Segment Start: RECORDS SUPPLIED
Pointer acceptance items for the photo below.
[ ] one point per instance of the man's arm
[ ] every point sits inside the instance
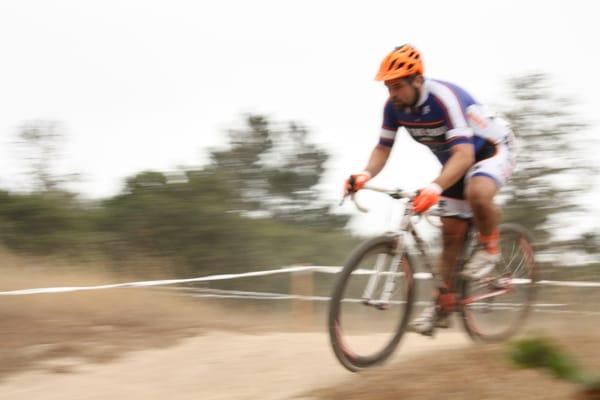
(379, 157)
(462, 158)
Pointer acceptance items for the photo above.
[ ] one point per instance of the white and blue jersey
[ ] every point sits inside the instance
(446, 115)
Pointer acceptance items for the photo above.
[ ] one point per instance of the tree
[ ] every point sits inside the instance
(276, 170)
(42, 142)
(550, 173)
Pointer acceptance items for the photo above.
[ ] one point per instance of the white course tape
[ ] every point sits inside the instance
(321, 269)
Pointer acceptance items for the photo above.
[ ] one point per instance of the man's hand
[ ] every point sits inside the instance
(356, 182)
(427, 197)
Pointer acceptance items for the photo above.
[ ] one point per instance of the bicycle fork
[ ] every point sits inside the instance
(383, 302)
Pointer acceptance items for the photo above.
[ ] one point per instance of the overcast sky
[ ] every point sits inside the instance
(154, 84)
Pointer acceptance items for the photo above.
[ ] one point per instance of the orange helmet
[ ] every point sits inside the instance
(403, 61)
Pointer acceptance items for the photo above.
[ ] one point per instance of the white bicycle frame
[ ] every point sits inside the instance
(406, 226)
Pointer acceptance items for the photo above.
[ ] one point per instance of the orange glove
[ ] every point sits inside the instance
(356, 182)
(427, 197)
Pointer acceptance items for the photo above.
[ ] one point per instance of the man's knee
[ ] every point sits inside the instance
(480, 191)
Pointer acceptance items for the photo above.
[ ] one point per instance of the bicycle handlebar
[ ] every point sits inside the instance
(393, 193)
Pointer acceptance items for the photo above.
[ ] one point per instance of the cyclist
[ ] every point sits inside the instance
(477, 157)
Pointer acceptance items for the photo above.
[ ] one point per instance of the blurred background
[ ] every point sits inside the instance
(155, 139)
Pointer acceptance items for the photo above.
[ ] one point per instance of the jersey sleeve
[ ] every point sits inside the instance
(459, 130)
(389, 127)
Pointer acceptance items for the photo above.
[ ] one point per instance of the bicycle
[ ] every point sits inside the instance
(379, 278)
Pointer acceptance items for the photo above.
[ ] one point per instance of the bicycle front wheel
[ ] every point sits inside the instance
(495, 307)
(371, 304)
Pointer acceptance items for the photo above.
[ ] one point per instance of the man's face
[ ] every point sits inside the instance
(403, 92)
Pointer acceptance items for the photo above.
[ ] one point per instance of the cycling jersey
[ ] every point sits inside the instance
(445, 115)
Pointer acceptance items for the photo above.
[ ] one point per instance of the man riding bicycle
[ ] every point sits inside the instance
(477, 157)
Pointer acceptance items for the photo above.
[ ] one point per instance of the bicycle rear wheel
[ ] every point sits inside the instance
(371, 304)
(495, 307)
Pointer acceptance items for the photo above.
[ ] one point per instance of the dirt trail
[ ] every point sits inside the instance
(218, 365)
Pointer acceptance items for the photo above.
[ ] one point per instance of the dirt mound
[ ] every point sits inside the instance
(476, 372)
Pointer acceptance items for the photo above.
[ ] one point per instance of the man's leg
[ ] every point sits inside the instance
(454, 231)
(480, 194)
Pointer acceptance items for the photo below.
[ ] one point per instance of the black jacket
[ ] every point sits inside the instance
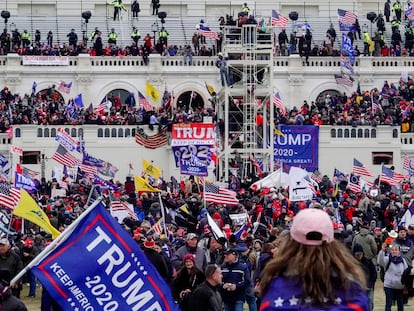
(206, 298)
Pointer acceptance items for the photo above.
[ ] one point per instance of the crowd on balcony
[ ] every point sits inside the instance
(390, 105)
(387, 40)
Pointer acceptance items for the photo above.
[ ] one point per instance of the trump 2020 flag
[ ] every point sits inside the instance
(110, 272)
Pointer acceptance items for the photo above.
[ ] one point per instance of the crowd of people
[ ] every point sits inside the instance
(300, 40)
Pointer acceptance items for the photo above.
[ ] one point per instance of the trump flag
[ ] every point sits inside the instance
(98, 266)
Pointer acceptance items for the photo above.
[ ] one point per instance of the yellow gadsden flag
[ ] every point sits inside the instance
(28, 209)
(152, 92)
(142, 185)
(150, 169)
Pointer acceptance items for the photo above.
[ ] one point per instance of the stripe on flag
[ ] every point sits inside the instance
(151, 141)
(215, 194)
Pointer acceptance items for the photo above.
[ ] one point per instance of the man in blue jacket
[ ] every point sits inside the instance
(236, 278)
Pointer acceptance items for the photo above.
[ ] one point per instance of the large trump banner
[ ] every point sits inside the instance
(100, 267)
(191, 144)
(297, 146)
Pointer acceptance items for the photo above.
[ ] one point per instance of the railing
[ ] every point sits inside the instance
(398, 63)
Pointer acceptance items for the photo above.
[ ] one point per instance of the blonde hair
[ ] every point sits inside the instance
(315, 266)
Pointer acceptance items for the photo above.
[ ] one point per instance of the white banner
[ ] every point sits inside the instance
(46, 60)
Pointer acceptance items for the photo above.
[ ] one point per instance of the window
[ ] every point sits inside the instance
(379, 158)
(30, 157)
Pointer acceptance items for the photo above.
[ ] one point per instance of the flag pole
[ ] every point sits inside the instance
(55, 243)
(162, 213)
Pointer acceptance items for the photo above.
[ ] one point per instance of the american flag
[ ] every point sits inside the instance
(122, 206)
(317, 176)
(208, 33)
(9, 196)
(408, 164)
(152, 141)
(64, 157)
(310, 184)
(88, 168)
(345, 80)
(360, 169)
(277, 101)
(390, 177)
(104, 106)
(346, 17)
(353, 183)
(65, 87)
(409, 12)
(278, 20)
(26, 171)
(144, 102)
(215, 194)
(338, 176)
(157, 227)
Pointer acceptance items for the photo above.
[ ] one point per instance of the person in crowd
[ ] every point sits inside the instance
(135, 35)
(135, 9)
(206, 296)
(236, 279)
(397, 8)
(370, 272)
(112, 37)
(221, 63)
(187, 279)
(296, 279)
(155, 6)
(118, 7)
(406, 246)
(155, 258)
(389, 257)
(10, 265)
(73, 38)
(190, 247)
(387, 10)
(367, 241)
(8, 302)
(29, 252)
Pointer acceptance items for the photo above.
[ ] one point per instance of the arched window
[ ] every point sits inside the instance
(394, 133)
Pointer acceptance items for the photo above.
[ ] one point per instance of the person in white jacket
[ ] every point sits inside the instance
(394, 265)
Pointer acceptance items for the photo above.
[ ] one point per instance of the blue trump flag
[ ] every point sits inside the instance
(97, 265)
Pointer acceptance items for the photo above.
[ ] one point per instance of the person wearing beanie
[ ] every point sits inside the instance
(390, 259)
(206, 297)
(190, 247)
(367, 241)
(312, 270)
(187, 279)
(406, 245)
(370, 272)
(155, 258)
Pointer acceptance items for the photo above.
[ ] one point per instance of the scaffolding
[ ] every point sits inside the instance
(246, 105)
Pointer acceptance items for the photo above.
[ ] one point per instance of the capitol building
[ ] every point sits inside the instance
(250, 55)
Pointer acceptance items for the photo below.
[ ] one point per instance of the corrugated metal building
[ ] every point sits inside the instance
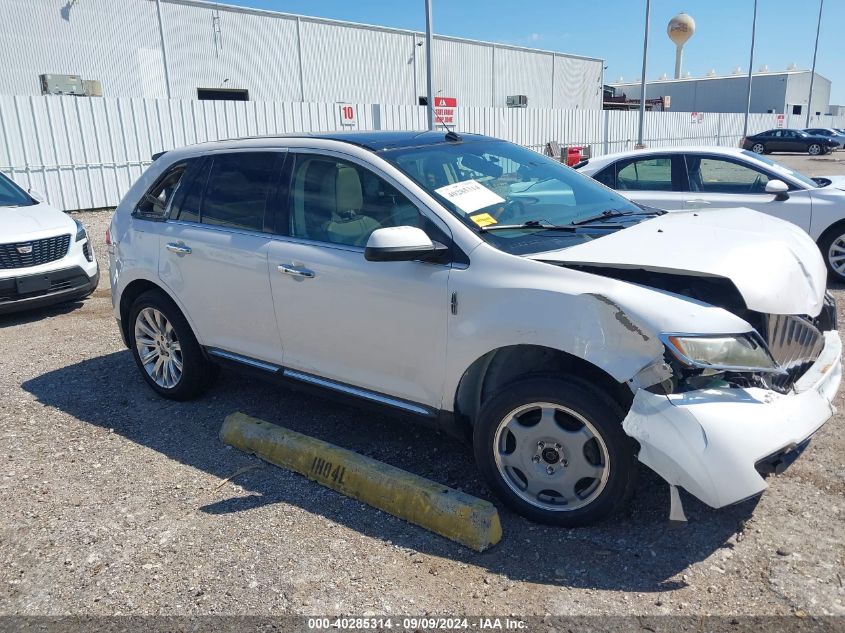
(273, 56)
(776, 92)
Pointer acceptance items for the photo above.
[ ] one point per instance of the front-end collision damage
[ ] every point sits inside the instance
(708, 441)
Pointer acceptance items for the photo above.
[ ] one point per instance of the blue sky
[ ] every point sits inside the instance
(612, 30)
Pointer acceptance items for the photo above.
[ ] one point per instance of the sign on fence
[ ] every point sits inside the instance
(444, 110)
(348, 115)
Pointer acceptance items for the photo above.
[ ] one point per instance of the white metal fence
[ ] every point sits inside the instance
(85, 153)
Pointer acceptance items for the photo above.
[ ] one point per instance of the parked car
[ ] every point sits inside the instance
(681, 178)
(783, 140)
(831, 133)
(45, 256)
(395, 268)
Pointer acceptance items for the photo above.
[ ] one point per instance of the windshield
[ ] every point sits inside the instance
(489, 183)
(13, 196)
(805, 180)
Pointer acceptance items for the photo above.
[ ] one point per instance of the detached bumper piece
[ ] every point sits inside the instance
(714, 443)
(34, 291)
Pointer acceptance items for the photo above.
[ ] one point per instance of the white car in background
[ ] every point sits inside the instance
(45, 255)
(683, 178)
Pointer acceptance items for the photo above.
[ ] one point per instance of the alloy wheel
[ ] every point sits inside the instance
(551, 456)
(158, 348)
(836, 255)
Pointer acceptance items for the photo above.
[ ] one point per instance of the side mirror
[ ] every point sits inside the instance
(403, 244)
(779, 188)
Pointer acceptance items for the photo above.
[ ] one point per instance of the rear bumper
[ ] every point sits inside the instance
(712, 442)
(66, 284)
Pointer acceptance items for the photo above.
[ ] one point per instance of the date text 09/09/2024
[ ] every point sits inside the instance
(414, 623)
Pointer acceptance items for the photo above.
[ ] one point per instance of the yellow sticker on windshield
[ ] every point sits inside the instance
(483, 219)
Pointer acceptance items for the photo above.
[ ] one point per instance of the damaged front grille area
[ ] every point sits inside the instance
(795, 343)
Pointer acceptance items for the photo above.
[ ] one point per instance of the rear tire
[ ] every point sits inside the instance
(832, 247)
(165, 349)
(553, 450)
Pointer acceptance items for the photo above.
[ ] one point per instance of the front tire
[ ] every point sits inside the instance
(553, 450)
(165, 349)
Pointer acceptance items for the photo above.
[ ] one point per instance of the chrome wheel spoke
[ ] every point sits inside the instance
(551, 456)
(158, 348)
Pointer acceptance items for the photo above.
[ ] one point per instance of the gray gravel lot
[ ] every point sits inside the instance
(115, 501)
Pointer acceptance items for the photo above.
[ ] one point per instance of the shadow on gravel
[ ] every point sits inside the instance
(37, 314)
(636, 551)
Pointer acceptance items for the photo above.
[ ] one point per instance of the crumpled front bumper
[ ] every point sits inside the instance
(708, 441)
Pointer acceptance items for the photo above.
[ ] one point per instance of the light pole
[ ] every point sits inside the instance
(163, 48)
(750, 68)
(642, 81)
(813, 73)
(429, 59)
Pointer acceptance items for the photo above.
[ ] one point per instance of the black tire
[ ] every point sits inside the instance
Segment End: RECORDS SUPPLIED
Lines holding the word "white" should be copied from the entries above.

[ ] one point per instance of the white and blue jersey
[ ] one point per instance of the white course tape
[ ] one point per instance of the white bicycle frame
[ ] one point per instance of the white banner
[ ] one point per instance of the person in white jacket
[ ] one point per instance of the white metal fence
[ ] one point per instance of the white car in background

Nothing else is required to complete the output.